Start of Records for the exercise
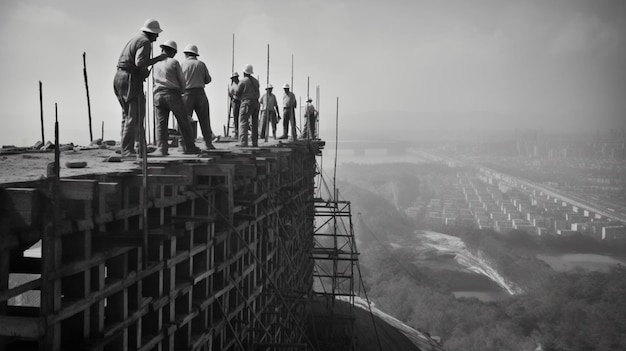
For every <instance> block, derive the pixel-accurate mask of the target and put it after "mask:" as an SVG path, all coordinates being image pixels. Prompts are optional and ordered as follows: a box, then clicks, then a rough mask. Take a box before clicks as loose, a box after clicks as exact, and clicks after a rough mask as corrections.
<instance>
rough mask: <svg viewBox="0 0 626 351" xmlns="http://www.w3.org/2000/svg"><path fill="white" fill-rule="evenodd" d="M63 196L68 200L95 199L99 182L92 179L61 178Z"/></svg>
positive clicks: (90, 199) (61, 185)
mask: <svg viewBox="0 0 626 351" xmlns="http://www.w3.org/2000/svg"><path fill="white" fill-rule="evenodd" d="M59 185H60V191H61V198H63V199H66V200H86V201H89V200H93V199H94V196H95V192H96V186H97V185H98V182H97V181H95V180H90V179H61V180H60V183H59Z"/></svg>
End of Records for the exercise
Problem details:
Copy all the records above word for word, leaving out the pictures.

Answer for this exercise:
For every <instance> block, derive the pixel-accurate mask of the target and put it after "mask:" as an SVG path, all coordinates being image pixels. Prompts are optional and ordered as follows: a box, then clicks, then a rough mask. Take a box before clicks as loose, a box after clicks as exact, and clicks after a rough mask as corrections.
<instance>
rough mask: <svg viewBox="0 0 626 351" xmlns="http://www.w3.org/2000/svg"><path fill="white" fill-rule="evenodd" d="M63 196L68 200L95 199L99 182L92 179L61 178Z"/></svg>
positive clicks: (90, 199) (61, 185)
mask: <svg viewBox="0 0 626 351" xmlns="http://www.w3.org/2000/svg"><path fill="white" fill-rule="evenodd" d="M59 185H60V191H61V198H63V199H66V200H86V201H89V200H93V199H94V196H95V192H96V186H97V185H98V182H97V181H95V180H90V179H61V180H60V183H59Z"/></svg>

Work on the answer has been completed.